GIVEN PASSAGE ::
Paul L. Caron

Wednesday, March 23, 2022

Lat: I Nearly Died From COVID. Now I’m Letting Go Of The Fear.

Los Angeles Op-Ed:  I Nearly Died From COVID. Now I’m Letting Go of the Fear., by David Lat (Original Jurisdiction):

Two years ago, I was in a hospital bed on the 15th floor of NYU Langone hospital in Manhattan, dying of COVID-19. A previously healthy, 44-year-old runner, I found myself impossibly weak, unable to walk five feet from my bed to the bathroom without a nurse’s help. I could barely breathe, even with the highest levels of supplemental oxygen. Eventually I wound up in the ICU, where I was placed on a ventilator.

Trying to shake our nation into taking the threat seriously, I shared my coronavirus ordeal with the world. I tweeted about it from the hospital; talked about it on the “Today” show, “The Rachel Maddow Show,” and “Nightline”; and wrote for multiple publications about my time on the ventilator, my painfully slow recovery, and my six-figure hospital bills (which I thankfully did not have to pay). I hoped that my story led others to do everything humanly possible to prevent contagion.

Today, COVID-19 is far less dangerous than it was two years ago, and I wonder: By telling my harrowing story, did I contribute to a climate of fear that we now find difficult to dispel? ...

TASK REQUIREMENTS :: In the COVID op-ed excerpt, why did Lat share his coronavirus ordeal on Twitter, on television, and in multiple publications? Answer in one to three sentences.

LISTED RECORDS ::
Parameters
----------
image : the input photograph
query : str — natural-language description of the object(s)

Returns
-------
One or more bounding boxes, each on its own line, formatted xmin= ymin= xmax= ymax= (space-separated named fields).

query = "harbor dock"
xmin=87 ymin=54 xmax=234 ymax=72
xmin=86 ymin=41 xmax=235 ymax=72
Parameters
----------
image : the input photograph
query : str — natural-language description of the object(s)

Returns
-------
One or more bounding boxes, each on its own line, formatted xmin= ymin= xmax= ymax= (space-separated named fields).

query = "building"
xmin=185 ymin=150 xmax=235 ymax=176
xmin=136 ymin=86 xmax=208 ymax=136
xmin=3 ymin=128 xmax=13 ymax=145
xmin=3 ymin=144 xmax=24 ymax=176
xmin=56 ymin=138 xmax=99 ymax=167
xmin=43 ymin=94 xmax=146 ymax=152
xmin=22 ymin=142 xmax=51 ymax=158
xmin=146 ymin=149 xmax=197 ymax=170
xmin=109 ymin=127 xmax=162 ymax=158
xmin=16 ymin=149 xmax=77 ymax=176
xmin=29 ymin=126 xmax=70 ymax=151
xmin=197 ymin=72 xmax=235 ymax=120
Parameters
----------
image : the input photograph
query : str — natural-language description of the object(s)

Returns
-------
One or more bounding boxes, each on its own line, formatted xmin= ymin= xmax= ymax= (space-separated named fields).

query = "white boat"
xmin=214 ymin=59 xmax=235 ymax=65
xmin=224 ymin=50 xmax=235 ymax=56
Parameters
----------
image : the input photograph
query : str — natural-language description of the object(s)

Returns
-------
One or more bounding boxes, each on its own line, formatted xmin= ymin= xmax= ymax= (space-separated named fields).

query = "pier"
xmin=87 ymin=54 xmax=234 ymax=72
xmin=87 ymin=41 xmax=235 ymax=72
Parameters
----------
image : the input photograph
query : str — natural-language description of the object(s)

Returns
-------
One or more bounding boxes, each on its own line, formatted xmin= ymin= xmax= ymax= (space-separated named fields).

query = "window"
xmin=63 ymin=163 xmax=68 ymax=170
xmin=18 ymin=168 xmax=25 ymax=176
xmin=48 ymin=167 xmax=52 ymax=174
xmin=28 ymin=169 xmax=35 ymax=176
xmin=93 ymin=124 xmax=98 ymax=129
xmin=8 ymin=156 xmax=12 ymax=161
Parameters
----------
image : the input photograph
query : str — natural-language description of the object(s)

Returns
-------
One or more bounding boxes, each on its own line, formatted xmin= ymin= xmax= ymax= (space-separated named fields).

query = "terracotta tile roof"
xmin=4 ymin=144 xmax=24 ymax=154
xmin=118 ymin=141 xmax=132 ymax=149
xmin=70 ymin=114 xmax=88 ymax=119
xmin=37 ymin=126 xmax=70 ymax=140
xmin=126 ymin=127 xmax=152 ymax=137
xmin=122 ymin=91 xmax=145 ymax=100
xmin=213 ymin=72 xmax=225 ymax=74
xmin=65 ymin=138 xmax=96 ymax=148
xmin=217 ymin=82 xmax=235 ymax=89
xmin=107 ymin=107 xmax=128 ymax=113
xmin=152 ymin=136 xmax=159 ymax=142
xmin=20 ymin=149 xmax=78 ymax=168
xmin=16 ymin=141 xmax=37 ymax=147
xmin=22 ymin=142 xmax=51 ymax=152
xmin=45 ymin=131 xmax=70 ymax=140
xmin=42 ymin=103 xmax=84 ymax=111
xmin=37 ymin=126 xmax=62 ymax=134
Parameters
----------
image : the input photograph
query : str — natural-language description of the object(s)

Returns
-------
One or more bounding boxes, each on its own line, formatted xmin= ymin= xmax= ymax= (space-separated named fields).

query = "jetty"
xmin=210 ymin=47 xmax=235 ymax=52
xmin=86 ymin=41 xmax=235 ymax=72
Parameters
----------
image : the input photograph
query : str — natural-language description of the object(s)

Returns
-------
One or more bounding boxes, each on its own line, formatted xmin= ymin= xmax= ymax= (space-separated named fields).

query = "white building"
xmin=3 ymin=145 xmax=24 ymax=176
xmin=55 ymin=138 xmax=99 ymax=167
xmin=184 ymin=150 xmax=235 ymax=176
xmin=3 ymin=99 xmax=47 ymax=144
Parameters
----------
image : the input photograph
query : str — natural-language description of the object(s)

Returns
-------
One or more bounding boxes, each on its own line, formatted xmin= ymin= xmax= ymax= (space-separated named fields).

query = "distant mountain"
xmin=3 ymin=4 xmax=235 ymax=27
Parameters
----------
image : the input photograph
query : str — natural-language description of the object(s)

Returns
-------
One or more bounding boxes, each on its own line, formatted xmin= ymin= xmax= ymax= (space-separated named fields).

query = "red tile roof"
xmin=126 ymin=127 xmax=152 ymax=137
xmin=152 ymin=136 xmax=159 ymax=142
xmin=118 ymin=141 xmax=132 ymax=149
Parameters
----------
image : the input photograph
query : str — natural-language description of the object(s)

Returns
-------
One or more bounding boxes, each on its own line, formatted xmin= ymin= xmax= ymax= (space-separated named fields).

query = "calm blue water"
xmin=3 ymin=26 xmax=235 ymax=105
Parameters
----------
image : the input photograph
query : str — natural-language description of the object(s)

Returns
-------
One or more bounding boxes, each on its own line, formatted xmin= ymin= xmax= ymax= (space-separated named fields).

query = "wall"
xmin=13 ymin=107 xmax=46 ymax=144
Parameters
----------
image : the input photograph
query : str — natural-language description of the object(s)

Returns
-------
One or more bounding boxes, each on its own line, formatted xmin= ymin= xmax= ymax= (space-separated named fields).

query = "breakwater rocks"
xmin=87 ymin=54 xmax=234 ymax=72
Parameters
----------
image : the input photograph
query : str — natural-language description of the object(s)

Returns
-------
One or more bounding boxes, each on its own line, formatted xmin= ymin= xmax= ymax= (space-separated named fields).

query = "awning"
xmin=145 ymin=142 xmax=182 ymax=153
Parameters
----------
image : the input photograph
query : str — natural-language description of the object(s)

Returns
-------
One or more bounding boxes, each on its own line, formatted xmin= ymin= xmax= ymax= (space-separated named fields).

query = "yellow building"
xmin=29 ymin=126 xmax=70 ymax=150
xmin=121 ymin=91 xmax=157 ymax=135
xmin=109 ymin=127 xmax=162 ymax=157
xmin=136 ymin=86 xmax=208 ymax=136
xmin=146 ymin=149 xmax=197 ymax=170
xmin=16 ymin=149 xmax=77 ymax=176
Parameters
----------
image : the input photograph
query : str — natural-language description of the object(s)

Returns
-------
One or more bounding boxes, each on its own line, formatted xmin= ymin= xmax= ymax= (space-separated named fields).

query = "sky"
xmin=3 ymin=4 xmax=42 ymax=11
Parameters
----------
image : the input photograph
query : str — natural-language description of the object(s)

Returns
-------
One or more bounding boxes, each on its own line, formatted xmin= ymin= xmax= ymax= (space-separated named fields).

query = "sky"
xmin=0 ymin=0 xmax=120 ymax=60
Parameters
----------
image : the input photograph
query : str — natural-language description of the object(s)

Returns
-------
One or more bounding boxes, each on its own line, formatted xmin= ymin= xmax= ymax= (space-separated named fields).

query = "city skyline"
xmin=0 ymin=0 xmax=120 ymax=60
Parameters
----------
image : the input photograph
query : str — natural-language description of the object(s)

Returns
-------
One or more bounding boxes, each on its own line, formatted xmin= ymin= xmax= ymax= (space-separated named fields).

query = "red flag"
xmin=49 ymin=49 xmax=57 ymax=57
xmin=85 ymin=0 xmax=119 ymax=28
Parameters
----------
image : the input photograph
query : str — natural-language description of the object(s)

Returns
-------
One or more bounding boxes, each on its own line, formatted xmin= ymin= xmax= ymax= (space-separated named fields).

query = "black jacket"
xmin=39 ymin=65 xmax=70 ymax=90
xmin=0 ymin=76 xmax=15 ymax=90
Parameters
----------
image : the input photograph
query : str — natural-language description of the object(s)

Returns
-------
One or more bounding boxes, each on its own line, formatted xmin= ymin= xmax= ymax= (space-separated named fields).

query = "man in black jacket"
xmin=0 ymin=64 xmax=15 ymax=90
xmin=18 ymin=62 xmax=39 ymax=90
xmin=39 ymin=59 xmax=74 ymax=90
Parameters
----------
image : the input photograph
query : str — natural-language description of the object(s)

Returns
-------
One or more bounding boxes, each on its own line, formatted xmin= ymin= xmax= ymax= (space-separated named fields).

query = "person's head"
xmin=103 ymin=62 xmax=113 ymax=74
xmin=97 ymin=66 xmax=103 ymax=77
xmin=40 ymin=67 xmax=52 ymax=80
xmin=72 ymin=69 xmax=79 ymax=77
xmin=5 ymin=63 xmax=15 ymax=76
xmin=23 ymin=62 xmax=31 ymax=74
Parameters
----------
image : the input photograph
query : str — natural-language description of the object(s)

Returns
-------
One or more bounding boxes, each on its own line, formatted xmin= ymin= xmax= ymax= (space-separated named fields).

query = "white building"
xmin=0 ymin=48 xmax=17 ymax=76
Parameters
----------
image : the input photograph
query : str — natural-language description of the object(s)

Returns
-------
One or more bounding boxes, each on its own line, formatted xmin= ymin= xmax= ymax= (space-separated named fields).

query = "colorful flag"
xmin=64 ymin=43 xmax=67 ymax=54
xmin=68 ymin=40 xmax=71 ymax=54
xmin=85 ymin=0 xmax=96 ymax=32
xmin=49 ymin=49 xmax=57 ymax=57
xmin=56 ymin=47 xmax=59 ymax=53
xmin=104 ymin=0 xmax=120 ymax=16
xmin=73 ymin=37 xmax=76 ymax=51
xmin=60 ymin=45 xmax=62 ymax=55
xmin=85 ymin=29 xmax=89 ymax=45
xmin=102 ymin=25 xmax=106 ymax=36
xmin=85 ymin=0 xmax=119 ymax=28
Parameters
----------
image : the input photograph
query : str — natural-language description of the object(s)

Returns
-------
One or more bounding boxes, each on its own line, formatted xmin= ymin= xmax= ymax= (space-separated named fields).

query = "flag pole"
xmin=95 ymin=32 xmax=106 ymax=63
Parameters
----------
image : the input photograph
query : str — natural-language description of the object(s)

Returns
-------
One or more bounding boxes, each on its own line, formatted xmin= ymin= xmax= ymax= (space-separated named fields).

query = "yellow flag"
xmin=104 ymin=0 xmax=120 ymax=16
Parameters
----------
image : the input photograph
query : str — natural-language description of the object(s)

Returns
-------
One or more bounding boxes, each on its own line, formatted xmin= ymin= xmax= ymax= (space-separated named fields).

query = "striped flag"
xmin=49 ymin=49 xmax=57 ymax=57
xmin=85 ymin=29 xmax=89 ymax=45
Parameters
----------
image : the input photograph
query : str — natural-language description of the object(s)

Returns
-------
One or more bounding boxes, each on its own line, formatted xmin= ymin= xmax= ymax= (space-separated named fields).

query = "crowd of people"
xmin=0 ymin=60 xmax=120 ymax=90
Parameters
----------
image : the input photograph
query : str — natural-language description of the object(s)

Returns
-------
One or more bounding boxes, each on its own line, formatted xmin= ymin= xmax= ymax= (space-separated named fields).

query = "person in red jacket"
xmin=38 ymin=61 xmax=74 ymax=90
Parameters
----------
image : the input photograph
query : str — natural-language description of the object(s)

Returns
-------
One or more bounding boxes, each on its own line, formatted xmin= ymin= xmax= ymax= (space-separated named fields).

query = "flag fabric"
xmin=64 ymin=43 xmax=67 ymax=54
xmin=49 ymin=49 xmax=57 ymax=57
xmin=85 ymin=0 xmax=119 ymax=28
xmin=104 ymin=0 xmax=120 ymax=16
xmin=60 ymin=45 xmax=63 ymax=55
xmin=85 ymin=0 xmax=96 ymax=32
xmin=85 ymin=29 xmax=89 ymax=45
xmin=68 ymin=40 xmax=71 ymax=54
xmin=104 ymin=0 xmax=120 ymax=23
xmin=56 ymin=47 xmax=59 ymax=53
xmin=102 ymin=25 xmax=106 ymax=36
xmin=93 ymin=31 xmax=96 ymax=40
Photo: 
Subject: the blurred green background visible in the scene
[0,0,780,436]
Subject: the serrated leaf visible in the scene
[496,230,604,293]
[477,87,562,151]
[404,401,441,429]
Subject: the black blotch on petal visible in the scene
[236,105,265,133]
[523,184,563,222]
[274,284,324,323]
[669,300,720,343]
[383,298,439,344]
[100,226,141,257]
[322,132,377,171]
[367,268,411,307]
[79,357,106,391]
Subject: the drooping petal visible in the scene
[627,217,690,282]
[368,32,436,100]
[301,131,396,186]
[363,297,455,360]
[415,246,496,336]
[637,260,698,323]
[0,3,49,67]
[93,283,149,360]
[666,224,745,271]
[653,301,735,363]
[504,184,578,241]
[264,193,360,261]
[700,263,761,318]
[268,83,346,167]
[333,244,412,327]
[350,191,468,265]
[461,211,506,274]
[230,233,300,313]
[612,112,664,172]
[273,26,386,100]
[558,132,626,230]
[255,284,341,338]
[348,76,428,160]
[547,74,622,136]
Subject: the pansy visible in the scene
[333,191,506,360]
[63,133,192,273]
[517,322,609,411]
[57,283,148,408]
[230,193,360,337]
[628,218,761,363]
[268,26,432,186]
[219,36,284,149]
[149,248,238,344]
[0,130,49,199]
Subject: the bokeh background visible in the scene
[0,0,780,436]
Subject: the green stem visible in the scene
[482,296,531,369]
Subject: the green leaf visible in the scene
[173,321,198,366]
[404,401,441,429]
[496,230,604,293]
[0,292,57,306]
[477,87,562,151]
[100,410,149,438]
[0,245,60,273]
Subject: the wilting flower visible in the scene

OUTPUT FOR THIS EXERCISE :: He was trying to shake the nation into taking the threat of COVID-19 seriously. He hoped his story would lead others to do everything humanly possible to prevent contagion.